## O seu objetivo
Segundo o texto sobre as eleições europeias, em que jornal foi publicado o artigo de José Manuel Moreira?

## Excerto do texto
══════════
Um belíssimo texto do Prof. José Manuel Moreira cuja relevância surgirá a muitos, hoje, 2ª feira, de modo ainda mais vincado do que quando foi publicada na semana passada no Diário Económico. (Para alguns, todavia, a cegueira é de tal ordem que conseguem escrever um artigo de página inteira sobre as eleições de ontem na "Europa" sem "pronunciar", por uma vez que seja, a sigla UKIP.)
22 de Maio de 2014
José Manuel Moreira
As 120 medidas do Governo para inglês ver e os 80 compromissos do PS para o eleitor não ver, revelam o peso que os europeístas atribuem às eleições do dia 25.
Uma desvalorização bem acompanhada pela descrença do cidadão comum numa UE em crise económica, demográfica, social e política, que, no fundo, é reflexo da desorientação dos europeus: mergulhados numa gravíssima crise moral que vem de longe, e a que não é alheia o descrédito num Estado, que, não estando morto, está em processo de desmistificação.
José Manuel Moreira
Com uma abstenção a chegar aos 70%, o resultado ficará deslegitimado e a razão de quem acusa a nomenklatura, que controla o monstro, de detestar a democracia, perderá sentido. Basta dizer que um partido com 30% de votos, nem sequer representará 10% dos eleitores. Não será a indiferença do cidadão comum sinal de que o problema está mesmo no monstro e não na forma mais ou menos democrática do seu controle?
Desmistificação que cresceu com a descoberta de que, afinal, a redistribuição de rendimentos dos mais ricos para os mais pobres, é uma redistribuição de poder do indivíduo para o Estado. Beneficiando a burocracia, a classe política e todos os grupos de interesse instalados.
E que recrudesceu quando o povo sentiu que a redistribuição não tem valor normativo, apenas uma finalidade prática: a compra do consentimento das maiorias que, ingenuamente, pensam ser beneficiadas. Entretanto, o ataque fiscal à propriedade, à família e à poupança, em nome da realização de um ideal de bem-estar que requer abundantes recursos, foi destruindo a vida, a liberdade e a civilização.
Razão tinha Schumpeter: o orçamento, que cresce à custa da sociedade, é o esqueleto despojado de todas as ideologias enganadoras. É que, ao contrário do orçamento de uma família ou empresa, o orçamento do Estado calcula-se a partir dos gastos de que necessita para atender à suas necessidades. Contando-se logo que a imprudência e a demagogia façam o resto: dificultar e impedir, com as suas regulamentações, a iniciativa, a empresa e o futuro.
══════════
## Registos fornecidos
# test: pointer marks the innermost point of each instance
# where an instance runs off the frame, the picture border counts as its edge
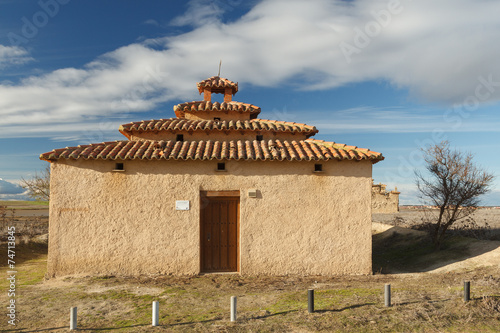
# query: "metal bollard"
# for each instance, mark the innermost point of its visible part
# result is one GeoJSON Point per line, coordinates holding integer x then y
{"type": "Point", "coordinates": [233, 308]}
{"type": "Point", "coordinates": [387, 295]}
{"type": "Point", "coordinates": [72, 318]}
{"type": "Point", "coordinates": [466, 291]}
{"type": "Point", "coordinates": [310, 300]}
{"type": "Point", "coordinates": [156, 314]}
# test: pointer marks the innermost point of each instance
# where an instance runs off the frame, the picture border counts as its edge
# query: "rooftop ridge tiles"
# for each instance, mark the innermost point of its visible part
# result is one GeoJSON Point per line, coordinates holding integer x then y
{"type": "Point", "coordinates": [302, 150]}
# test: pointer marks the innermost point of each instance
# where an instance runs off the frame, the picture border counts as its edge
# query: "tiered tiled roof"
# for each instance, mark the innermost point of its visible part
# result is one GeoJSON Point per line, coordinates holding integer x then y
{"type": "Point", "coordinates": [307, 150]}
{"type": "Point", "coordinates": [215, 107]}
{"type": "Point", "coordinates": [281, 149]}
{"type": "Point", "coordinates": [179, 124]}
{"type": "Point", "coordinates": [217, 85]}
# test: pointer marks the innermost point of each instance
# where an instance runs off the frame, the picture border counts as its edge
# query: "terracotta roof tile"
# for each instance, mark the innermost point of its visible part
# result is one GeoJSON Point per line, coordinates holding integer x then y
{"type": "Point", "coordinates": [205, 106]}
{"type": "Point", "coordinates": [307, 150]}
{"type": "Point", "coordinates": [176, 124]}
{"type": "Point", "coordinates": [217, 85]}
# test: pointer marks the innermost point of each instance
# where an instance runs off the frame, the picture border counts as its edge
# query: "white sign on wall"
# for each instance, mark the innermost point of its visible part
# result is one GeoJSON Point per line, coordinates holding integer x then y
{"type": "Point", "coordinates": [182, 205]}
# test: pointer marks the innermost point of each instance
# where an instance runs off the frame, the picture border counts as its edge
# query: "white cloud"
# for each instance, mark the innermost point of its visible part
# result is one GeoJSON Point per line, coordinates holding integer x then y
{"type": "Point", "coordinates": [13, 55]}
{"type": "Point", "coordinates": [199, 13]}
{"type": "Point", "coordinates": [445, 52]}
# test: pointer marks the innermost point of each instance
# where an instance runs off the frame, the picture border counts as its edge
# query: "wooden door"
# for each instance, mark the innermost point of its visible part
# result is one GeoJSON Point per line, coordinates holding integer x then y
{"type": "Point", "coordinates": [219, 234]}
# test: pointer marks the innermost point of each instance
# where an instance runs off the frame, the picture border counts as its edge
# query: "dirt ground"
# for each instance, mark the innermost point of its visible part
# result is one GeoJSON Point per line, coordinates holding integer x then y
{"type": "Point", "coordinates": [427, 294]}
{"type": "Point", "coordinates": [484, 220]}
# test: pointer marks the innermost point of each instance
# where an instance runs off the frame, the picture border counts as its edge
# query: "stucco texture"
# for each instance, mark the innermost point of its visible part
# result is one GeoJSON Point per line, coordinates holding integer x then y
{"type": "Point", "coordinates": [125, 223]}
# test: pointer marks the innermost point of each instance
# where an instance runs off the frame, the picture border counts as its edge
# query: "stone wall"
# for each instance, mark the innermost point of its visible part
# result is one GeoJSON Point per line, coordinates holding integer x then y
{"type": "Point", "coordinates": [125, 223]}
{"type": "Point", "coordinates": [384, 201]}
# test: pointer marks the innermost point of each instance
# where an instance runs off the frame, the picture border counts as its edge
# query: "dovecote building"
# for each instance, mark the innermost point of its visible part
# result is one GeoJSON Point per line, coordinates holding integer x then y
{"type": "Point", "coordinates": [214, 189]}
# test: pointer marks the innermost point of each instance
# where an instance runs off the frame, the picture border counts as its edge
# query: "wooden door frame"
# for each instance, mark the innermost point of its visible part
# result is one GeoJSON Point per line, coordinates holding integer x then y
{"type": "Point", "coordinates": [220, 194]}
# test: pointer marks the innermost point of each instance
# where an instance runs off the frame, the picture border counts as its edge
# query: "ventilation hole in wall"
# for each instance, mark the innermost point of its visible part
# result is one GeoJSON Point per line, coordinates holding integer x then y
{"type": "Point", "coordinates": [221, 166]}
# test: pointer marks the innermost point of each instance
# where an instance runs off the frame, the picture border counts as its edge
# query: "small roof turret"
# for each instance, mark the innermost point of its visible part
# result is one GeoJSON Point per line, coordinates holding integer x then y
{"type": "Point", "coordinates": [217, 85]}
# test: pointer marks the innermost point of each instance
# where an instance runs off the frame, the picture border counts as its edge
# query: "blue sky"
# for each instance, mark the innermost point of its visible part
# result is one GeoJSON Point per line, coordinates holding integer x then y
{"type": "Point", "coordinates": [389, 75]}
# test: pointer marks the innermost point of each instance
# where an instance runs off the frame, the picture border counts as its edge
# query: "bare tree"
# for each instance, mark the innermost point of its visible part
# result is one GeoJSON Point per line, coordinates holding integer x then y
{"type": "Point", "coordinates": [453, 183]}
{"type": "Point", "coordinates": [39, 186]}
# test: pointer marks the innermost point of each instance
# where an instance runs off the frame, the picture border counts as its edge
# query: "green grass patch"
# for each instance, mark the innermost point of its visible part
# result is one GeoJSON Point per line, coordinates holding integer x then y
{"type": "Point", "coordinates": [401, 253]}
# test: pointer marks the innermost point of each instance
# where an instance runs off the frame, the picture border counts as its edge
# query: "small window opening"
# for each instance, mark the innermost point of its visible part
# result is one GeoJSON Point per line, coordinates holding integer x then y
{"type": "Point", "coordinates": [119, 166]}
{"type": "Point", "coordinates": [221, 166]}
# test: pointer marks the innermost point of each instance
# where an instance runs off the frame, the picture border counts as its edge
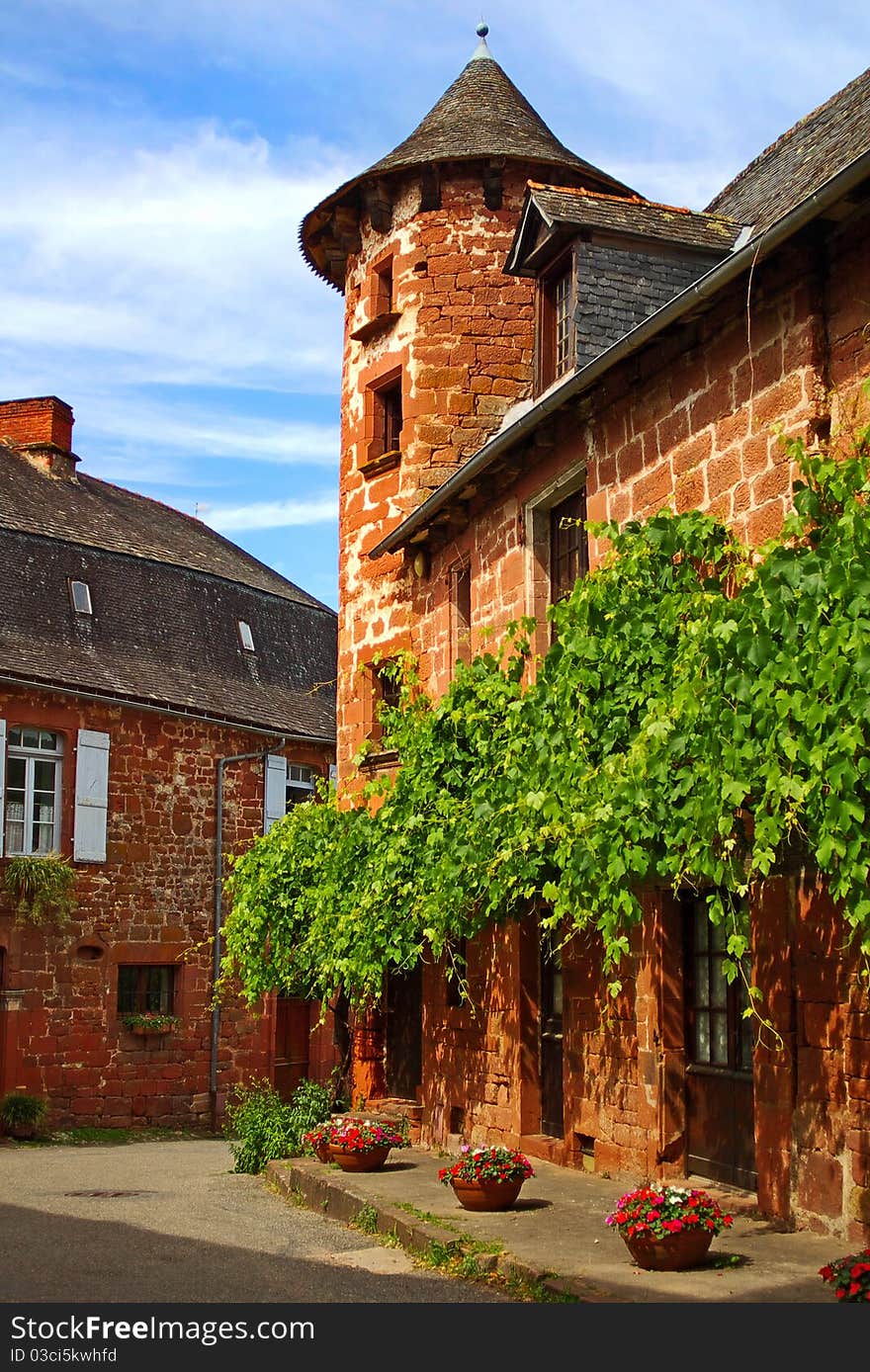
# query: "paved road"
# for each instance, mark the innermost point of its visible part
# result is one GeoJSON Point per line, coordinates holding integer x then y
{"type": "Point", "coordinates": [170, 1223]}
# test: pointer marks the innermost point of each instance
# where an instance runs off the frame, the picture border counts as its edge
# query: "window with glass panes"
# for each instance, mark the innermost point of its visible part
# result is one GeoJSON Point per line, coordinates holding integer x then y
{"type": "Point", "coordinates": [568, 545]}
{"type": "Point", "coordinates": [300, 784]}
{"type": "Point", "coordinates": [32, 791]}
{"type": "Point", "coordinates": [563, 350]}
{"type": "Point", "coordinates": [145, 988]}
{"type": "Point", "coordinates": [718, 1033]}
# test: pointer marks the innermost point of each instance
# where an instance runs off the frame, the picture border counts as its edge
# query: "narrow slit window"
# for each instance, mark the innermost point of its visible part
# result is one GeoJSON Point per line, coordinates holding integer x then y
{"type": "Point", "coordinates": [80, 594]}
{"type": "Point", "coordinates": [389, 416]}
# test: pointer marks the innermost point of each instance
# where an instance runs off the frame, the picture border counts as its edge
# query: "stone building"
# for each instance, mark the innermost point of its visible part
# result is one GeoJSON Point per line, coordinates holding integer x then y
{"type": "Point", "coordinates": [529, 339]}
{"type": "Point", "coordinates": [163, 697]}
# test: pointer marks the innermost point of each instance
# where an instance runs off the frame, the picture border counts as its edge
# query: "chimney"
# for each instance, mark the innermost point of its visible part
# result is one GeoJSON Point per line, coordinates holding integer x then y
{"type": "Point", "coordinates": [42, 431]}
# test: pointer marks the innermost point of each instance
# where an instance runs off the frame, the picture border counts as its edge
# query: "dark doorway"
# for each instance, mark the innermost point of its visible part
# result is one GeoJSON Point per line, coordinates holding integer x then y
{"type": "Point", "coordinates": [403, 1033]}
{"type": "Point", "coordinates": [552, 1057]}
{"type": "Point", "coordinates": [720, 1092]}
{"type": "Point", "coordinates": [293, 1035]}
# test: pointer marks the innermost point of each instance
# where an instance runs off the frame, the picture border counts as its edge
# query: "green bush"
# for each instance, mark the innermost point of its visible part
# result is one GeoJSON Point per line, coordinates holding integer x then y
{"type": "Point", "coordinates": [20, 1107]}
{"type": "Point", "coordinates": [261, 1127]}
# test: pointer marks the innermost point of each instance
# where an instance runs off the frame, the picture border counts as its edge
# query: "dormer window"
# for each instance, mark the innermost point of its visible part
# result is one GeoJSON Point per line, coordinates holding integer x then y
{"type": "Point", "coordinates": [556, 328]}
{"type": "Point", "coordinates": [80, 594]}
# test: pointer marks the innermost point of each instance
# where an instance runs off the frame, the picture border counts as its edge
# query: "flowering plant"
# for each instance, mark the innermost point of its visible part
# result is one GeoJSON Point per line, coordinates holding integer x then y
{"type": "Point", "coordinates": [149, 1019]}
{"type": "Point", "coordinates": [654, 1212]}
{"type": "Point", "coordinates": [488, 1162]}
{"type": "Point", "coordinates": [357, 1135]}
{"type": "Point", "coordinates": [849, 1276]}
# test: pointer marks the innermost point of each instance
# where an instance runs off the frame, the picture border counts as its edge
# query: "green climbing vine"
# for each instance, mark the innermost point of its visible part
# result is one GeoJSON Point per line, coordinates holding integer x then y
{"type": "Point", "coordinates": [701, 720]}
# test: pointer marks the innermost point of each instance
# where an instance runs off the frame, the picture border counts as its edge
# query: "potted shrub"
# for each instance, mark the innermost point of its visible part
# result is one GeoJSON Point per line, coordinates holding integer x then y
{"type": "Point", "coordinates": [149, 1022]}
{"type": "Point", "coordinates": [667, 1228]}
{"type": "Point", "coordinates": [21, 1113]}
{"type": "Point", "coordinates": [42, 888]}
{"type": "Point", "coordinates": [358, 1145]}
{"type": "Point", "coordinates": [849, 1276]}
{"type": "Point", "coordinates": [487, 1177]}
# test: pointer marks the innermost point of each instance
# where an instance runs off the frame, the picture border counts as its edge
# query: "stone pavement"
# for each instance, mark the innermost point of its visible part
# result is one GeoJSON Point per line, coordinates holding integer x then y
{"type": "Point", "coordinates": [556, 1233]}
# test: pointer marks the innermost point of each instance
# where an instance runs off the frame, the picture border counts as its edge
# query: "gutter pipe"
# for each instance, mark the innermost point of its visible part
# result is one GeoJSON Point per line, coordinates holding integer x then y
{"type": "Point", "coordinates": [218, 909]}
{"type": "Point", "coordinates": [707, 286]}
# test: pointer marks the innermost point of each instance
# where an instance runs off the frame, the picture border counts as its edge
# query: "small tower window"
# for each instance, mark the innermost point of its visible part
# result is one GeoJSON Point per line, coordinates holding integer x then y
{"type": "Point", "coordinates": [382, 289]}
{"type": "Point", "coordinates": [80, 594]}
{"type": "Point", "coordinates": [389, 403]}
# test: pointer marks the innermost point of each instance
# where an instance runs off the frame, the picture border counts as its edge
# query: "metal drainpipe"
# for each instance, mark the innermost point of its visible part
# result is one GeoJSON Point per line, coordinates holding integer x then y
══════════
## Resposta completa
No Diário Económico.